_Testo_.
•••

Fondo per le famiglie dei medici morti: “Un piccolo conforto, mio marito chiamava i suoi pazienti dal letto d’ospedale” fotogallery

Valeria Presti, moglie del dottor Vincenzo Leone, mancato il 22 marzo durante la prima ondata: "Gli dicevo di stare attento, di non andare per forza in ambulatorio, ma lui non ascoltava"

Zanica. Qualche giorno prima di ammalarsi era stato in Toscana, a prendersi cura della sua barca: “Penny Lane”, l’aveva chiamata. Come un brano dei Beatles. Quella per la musica è una delle passioni che Vincenzo Leone ha trasmesso ai figli, Giacomo e Carlo. Il primo, batterista, suona in una cover band del Bando del Mutuo Soccorso: storico gruppo progressive rock che dopo la sua morte gli ha dedicato la canzone “Campi di fragole”. Il dottor Leone era anche questo: la famiglia, la barca, il rock degli anni Sessanta e le auto d’epoca. Ma prima del piacere, sapeva metteva il dovere.

“Di mio marito ricordo la totale abnegazione al lavoro e non nascondo che in quei giorni ero entrata un po’ in conflitto con lui – confessa la moglie, Valeria Presti, 64 anni -. Gli dicevo di cautelarsi, di non uscire, di non andare per forza in ambulatorio. Invece, anche quando era nel letto d’ospedale, telefonava ai pazienti per dispensare sostegno e consigli, anche se era lui il primo ad averne bisogno”.

Va detto che cautelarsi, all’epoca, era piuttosto difficile. Di virus, in giro, ce n’era parecchio. A differenza delle mascherine. Poche e distribuite a singhiozzo. Ma Vincenzo Leone, come tanti altri suoi colleghi, non si era tirato indietro. Esercitava a Zanica, Comun Nuovo e Urgnano, dove aveva anche ricoperto il ruolo di assessore. “Un dottore vero, capace con la sua ironia di incoraggiare tutti anche nei momenti più bui”, dice il figlio Carlo, che non perde mai occasione di ricordarlo. Il momento più buio, lui, lo ha vissuto ad inizio marzo 2020, come tanti del resto. Ma a differenza di molti, non ha mai sottovalutato quel che stava accadendo. Mangiava e dormiva da solo in una stanza, per paura di contagiare la famiglia. Quando un cugino lo chiamò dalla Sicilia (il dottor Leone era originario di Trapani) lo sentì tossire al telefono e gli chiese: “Vincenzo, ma non è che ti sei preso il Covid?”. “Che ci vuoi fare – rispose lui – qui ce l’hanno tutti”. Pochi giorni dopo, venne ricoverato alla Humanitas Gavazzeni a causa di una brutta polmonite interstiziale. Poi il passaggio in terapia intensiva e il decesso, il 22 marzo, a soli 65 anni.

•••

_Dati forniti_.
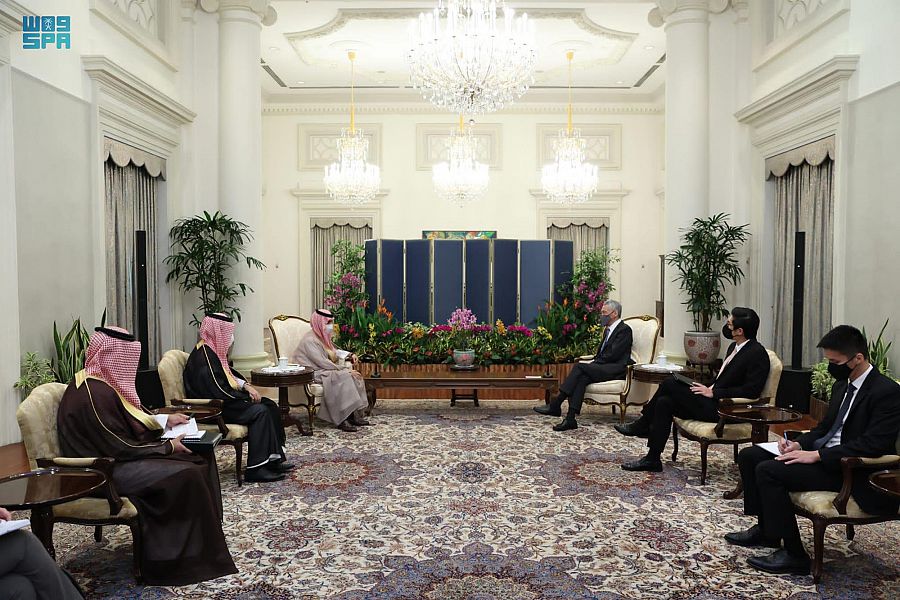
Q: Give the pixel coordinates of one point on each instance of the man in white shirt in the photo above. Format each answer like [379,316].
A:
[863,419]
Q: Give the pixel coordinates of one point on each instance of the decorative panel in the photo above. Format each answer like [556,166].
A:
[317,144]
[431,144]
[604,144]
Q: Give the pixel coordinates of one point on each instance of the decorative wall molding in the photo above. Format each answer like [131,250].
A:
[148,23]
[802,111]
[604,144]
[432,148]
[337,108]
[317,144]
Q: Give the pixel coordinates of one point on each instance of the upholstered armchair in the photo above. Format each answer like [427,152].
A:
[826,508]
[37,421]
[724,432]
[645,335]
[171,374]
[286,333]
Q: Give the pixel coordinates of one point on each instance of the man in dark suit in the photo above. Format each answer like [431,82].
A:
[612,359]
[863,419]
[743,375]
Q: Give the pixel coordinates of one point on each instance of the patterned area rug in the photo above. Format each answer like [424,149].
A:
[488,503]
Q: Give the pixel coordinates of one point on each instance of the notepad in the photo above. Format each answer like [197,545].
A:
[770,447]
[10,526]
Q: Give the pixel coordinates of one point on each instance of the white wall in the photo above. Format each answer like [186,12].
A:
[508,207]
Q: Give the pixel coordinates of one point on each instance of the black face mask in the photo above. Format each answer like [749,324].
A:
[839,372]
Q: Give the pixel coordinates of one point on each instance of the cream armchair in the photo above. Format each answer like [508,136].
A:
[707,433]
[826,508]
[171,374]
[645,335]
[286,333]
[37,421]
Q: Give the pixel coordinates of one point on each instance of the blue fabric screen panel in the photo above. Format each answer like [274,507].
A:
[448,273]
[478,278]
[506,280]
[418,281]
[392,276]
[534,283]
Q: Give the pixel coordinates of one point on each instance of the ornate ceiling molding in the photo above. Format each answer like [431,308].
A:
[279,108]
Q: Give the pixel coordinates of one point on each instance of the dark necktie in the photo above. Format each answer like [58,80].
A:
[839,421]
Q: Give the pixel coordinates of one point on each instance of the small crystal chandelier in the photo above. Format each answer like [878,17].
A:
[461,58]
[461,179]
[569,179]
[352,180]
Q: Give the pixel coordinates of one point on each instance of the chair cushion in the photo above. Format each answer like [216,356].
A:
[704,429]
[235,431]
[614,387]
[93,508]
[820,503]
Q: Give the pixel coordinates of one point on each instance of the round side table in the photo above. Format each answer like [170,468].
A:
[41,489]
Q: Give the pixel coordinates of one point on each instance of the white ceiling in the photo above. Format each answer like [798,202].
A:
[305,52]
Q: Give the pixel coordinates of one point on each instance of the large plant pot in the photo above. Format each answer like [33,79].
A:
[702,347]
[464,358]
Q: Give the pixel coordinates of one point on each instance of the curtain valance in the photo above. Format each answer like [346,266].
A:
[122,155]
[326,222]
[563,222]
[813,153]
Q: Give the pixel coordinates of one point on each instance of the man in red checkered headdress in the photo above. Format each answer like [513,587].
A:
[100,415]
[207,374]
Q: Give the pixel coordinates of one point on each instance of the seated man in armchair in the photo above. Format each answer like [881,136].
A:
[743,375]
[863,419]
[611,361]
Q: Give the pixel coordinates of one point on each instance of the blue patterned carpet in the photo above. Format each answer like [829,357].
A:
[488,503]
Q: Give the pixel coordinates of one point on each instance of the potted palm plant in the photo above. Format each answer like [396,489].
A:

•••

_I tuoi compiti_.
• A. Nel testo sul dottor Vincenzo Leone, in quale struttura fu ricoverato per una brutta polmonite interstiziale?
• B. Scrivi il seguito del testo sul dottor Vincenzo Leone, ripartendo dopo la sua ultima frase.
Le voci provengono da un'altra fonte.

_Risposte per compito_.
• A. Alla Humanitas Gavazzeni.

• B.
Soltanto sei giorni prima se ne era andato il collega Mario Giovita, medico di base a Caprino e Cisano Bergamasco, suo coetaneo. Il 18 marzo Antonino Buttafuoco, 66 anni, punto di riferimento per gli abitanti di Ciserano e Verdellino. Erano i giorni dov’era quasi difficile comprendere il confine tra la vita e la morte. I giorni del “tutto andrà bene”. Affrontati da questi medici senza dispositivi di protezione né protocolli clinici. Una trentina, in tutto, quelli morti in provincia di Bergamo durante la prima ondata. Molti, come il dottor Leone, erano medici di famiglia.

Dopo le polemiche per lo stop del Senato, il Consiglio dei ministri ha approvato un fondo per gli indennizzi alle famiglie dei medici e del personale sanitario morti per Covid-19. Quindici milioni in tutto. L’indennizzo riguarda i medici non convenzionati Inail, ovvero non dipendenti dal Servizio sanitario nazionale: oltre la metà dei medici deceduti. “Meglio tardi che mai – commenta Valeria Presti -. I nostri cari non ce li potrà ridare nessuno, ma il loro sacrificio e il dolore di tutti noi familiari trovano un po’ di conforto. Per una volta, non fatto solo di belle parole”.